---------- Dataset content ----------

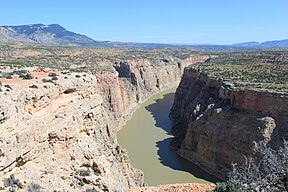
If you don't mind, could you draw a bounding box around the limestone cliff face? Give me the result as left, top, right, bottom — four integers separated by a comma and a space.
171, 67, 288, 178
0, 56, 207, 192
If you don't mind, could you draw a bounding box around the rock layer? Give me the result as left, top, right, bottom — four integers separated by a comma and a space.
0, 56, 207, 191
171, 67, 288, 179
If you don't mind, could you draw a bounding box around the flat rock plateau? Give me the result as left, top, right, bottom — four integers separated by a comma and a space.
0, 44, 208, 192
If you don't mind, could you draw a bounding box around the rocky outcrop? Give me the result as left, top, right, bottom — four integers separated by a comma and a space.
171, 67, 288, 179
0, 54, 206, 191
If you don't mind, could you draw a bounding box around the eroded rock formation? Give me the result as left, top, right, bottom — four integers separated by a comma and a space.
0, 56, 207, 191
171, 67, 288, 178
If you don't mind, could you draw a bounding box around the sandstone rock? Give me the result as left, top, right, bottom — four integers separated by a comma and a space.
171, 68, 288, 178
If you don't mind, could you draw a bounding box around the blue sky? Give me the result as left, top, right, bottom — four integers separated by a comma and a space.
0, 0, 288, 44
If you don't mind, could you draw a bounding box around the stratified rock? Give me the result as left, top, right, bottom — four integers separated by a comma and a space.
171, 67, 288, 178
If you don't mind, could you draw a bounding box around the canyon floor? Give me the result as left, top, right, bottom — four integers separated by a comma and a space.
0, 44, 288, 192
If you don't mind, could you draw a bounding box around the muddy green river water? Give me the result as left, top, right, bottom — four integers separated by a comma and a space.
117, 88, 215, 185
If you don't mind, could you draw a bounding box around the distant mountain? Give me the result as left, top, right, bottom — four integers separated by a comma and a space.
230, 39, 288, 49
0, 24, 98, 46
231, 41, 261, 47
260, 39, 288, 48
0, 24, 288, 51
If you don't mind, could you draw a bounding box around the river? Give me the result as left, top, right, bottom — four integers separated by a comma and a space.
117, 88, 216, 185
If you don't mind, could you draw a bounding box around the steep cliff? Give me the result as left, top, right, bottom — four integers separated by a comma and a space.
171, 67, 288, 178
0, 56, 207, 191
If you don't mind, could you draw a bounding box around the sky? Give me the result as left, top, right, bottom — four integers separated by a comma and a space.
0, 0, 288, 44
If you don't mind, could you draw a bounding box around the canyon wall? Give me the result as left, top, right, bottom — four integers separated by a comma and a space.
0, 56, 207, 192
171, 67, 288, 179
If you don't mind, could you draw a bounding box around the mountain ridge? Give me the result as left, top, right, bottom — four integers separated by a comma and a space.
0, 23, 288, 51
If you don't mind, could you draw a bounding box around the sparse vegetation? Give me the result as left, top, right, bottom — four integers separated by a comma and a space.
193, 51, 288, 92
215, 141, 288, 192
28, 183, 43, 192
3, 174, 24, 191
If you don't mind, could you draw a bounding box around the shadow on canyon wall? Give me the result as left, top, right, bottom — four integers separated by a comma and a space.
145, 93, 220, 182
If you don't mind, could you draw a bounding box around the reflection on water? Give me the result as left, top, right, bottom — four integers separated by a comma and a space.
118, 88, 216, 185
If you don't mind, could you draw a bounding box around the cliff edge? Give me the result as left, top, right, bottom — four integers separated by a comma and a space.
171, 67, 288, 179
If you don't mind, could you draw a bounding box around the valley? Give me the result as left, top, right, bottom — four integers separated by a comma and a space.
0, 43, 288, 192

----------

Aim:
Could you convert the stretch from the line containing "around the steep" through the last line above into a numbered list, leaving out any blank lines?

The reply:
1. If you don't mind, could you draw a bounding box around the steep cliff? Give me the result as left, top, right, bottom — four integers separated by a comma and a space.
2. 171, 67, 288, 178
3. 0, 56, 207, 191
4. If you don't mind, could you draw a bounding box around the sky? Give me the result as left, top, right, bottom — four integers separated by a comma and a space.
5. 0, 0, 288, 44
6. If you don't mind, could you draw a bounding box around the canyon wall? Give me the result as left, top, right, bottom — four integers separated by a comma and a space.
7. 0, 56, 207, 192
8. 171, 67, 288, 179
9. If you don't mind, could you draw a bounding box around the mountain ridge? Give me the result as left, top, right, bottom — four integers separated by a comma and a space.
10. 0, 23, 288, 51
11. If you don't mind, could you draw a bounding box around the sparse vegetation? Give me the result as left, top, right, bottom — four integers separated by a comma and a space.
12. 193, 51, 288, 92
13. 215, 141, 288, 192
14. 28, 183, 43, 192
15. 3, 174, 24, 191
16. If you don't mind, could you draw a bounding box around the shadow on canyon wall? Give me the result as left, top, right, bottom — four integers separated by a comma and a space.
17. 145, 93, 220, 182
18. If you don't mind, could you draw a bounding box around the reflection on water? Give me the result as left, top, right, bottom — four integers separated by a comma and a space.
19. 118, 88, 216, 185
20. If you don't mind, could you draw a bounding box around the cliff edge? Give me the result as left, top, right, bottom — four integers separated by a comma and a space.
21. 171, 67, 288, 179
22. If you don't mind, could you draw a bounding box around the valley? Give me the result as left, top, right, bottom — four integers separated by a comma and a space.
23. 0, 43, 288, 192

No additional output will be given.